**DOCUMENT EXTRACT**

With operational segments the defining logic is based on business-defined criteria or a model. The definitions are specific enough that each customer’s segment can be known, tagged within customer data platforms and summarized into business metrics. Criteria-based definitions tend to be used in cases where the segmentation is driven by a strategic plan or other business structures, when the determining inputs are relatively few or when modeling is unavailable. For example, a fiberglass insulation maker might segment their B2B customers based on sector and then size. Big box home improvement retailers sell home insulation at a different scale and with different specifications compared to the insulation used in automobiles, appliances and spacecraft. The resulting segment breakouts of marketing and financial metrics would inform production planning, sales coverage and advertising strategy. To achieve mutual exclusivity, overlaps in criteria are often decided via a hierarchy, which can lead to ongoing debates about overlapping needs and ownership .
Modelled segments are built using cluster analysis and other statistical techniques. The algorithms evaluate many input variables to find the most common patterns of similarity. Additional people are iteratively added using “nearest neighbor” logic until the full base is allocated. Data scientists can tune the model by defining the desired number of segments, weighting criteria and other parameters. While customers are automatically assigned to just one segment, the underlying math isn’t always transparent. Qualitative and operational segments are typically given descriptive names that reflect the dominant traits and strategic relevance of each segment. If you’ve ever waited in line to check in at a large hotel, you can imagine how their segmentation might include groups like Leisure Couples, Road Warriors, and Conference Cohorts.

**ROWS**
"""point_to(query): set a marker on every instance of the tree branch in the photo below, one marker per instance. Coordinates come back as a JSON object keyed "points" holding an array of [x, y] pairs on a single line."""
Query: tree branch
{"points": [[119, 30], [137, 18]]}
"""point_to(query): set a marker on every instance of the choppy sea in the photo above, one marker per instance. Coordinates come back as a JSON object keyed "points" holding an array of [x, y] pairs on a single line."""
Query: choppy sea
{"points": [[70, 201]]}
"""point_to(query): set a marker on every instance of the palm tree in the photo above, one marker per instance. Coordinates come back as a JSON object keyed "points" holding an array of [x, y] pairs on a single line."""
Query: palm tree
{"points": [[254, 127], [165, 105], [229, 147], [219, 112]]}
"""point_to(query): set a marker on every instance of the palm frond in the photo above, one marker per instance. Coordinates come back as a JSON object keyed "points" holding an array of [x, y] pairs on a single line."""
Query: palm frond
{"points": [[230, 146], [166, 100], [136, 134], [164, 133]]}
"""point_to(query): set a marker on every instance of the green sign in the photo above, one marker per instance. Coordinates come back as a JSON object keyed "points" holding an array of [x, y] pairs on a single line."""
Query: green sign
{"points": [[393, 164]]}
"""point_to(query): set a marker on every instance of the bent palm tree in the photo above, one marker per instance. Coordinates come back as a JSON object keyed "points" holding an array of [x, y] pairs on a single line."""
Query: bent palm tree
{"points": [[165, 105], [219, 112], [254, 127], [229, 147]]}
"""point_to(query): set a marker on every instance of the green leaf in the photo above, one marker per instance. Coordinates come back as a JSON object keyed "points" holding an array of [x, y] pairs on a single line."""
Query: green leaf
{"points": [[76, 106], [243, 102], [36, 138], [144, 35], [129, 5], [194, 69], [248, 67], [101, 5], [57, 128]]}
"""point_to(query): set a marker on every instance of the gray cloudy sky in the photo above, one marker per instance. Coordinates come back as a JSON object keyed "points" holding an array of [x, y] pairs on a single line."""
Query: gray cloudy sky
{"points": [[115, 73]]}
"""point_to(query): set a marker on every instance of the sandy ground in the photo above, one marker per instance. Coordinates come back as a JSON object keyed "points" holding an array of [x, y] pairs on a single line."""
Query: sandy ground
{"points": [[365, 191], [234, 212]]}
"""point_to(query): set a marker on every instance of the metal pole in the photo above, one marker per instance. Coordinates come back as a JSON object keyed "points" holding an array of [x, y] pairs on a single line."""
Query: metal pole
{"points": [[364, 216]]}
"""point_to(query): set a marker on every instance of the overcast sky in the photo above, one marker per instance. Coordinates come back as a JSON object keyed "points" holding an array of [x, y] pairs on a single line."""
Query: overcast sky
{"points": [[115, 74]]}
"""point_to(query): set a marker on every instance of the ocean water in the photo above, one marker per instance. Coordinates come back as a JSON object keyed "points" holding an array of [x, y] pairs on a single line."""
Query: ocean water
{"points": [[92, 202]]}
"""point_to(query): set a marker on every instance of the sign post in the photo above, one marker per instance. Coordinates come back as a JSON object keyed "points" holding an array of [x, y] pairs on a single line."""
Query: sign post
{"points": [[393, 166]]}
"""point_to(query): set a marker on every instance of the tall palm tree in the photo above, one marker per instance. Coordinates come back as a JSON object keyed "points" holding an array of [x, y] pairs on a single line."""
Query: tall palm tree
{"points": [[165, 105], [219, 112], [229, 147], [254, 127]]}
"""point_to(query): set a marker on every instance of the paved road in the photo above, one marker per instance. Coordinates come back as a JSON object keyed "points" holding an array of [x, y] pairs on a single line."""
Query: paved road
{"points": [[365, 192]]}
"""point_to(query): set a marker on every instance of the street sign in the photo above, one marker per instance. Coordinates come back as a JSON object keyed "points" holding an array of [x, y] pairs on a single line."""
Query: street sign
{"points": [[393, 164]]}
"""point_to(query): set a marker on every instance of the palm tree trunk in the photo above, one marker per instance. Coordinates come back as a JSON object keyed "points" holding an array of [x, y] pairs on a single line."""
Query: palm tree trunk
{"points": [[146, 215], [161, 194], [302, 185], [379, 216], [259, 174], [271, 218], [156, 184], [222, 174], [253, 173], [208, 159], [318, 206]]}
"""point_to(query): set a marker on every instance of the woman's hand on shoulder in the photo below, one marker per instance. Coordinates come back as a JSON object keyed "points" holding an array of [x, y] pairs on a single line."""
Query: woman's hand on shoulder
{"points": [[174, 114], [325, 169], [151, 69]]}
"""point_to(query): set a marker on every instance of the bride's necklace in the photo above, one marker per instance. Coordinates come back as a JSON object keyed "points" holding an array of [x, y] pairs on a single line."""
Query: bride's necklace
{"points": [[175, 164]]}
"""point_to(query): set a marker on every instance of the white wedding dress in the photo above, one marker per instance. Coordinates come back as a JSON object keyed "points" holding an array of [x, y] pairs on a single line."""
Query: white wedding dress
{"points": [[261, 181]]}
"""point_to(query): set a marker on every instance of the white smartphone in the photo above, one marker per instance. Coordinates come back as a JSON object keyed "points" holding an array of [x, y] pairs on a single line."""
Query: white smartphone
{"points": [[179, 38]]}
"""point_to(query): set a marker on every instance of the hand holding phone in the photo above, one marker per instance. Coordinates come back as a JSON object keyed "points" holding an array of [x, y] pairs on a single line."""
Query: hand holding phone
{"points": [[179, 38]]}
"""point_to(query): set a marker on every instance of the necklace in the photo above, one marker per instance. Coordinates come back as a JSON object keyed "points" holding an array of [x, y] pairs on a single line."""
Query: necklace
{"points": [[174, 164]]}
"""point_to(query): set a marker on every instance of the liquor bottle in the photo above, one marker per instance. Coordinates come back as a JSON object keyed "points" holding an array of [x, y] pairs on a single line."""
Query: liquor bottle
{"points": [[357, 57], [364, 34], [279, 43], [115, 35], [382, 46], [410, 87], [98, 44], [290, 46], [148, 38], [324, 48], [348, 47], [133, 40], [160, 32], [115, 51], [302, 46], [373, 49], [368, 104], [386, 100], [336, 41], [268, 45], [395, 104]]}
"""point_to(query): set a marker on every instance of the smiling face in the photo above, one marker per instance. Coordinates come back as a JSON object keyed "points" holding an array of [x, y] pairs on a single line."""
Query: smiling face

**REQUIREMENTS**
In the customer segmentation text, copy the part between "Modelled segments are" and "and Conference Cohorts.", inclusive, and swap "Road Warriors" for "Frequent Travelers".

**COMPLETE RESPONSE**
Modelled segments are built using cluster analysis and other statistical techniques. The algorithms evaluate many input variables to find the most common patterns of similarity. Additional people are iteratively added using “nearest neighbor” logic until the full base is allocated. Data scientists can tune the model by defining the desired number of segments, weighting criteria and other parameters. While customers are automatically assigned to just one segment, the underlying math isn’t always transparent. Qualitative and operational segments are typically given descriptive names that reflect the dominant traits and strategic relevance of each segment. If you’ve ever waited in line to check in at a large hotel, you can imagine how their segmentation might include groups like Leisure Couples, Frequent Travelers, and Conference Cohorts.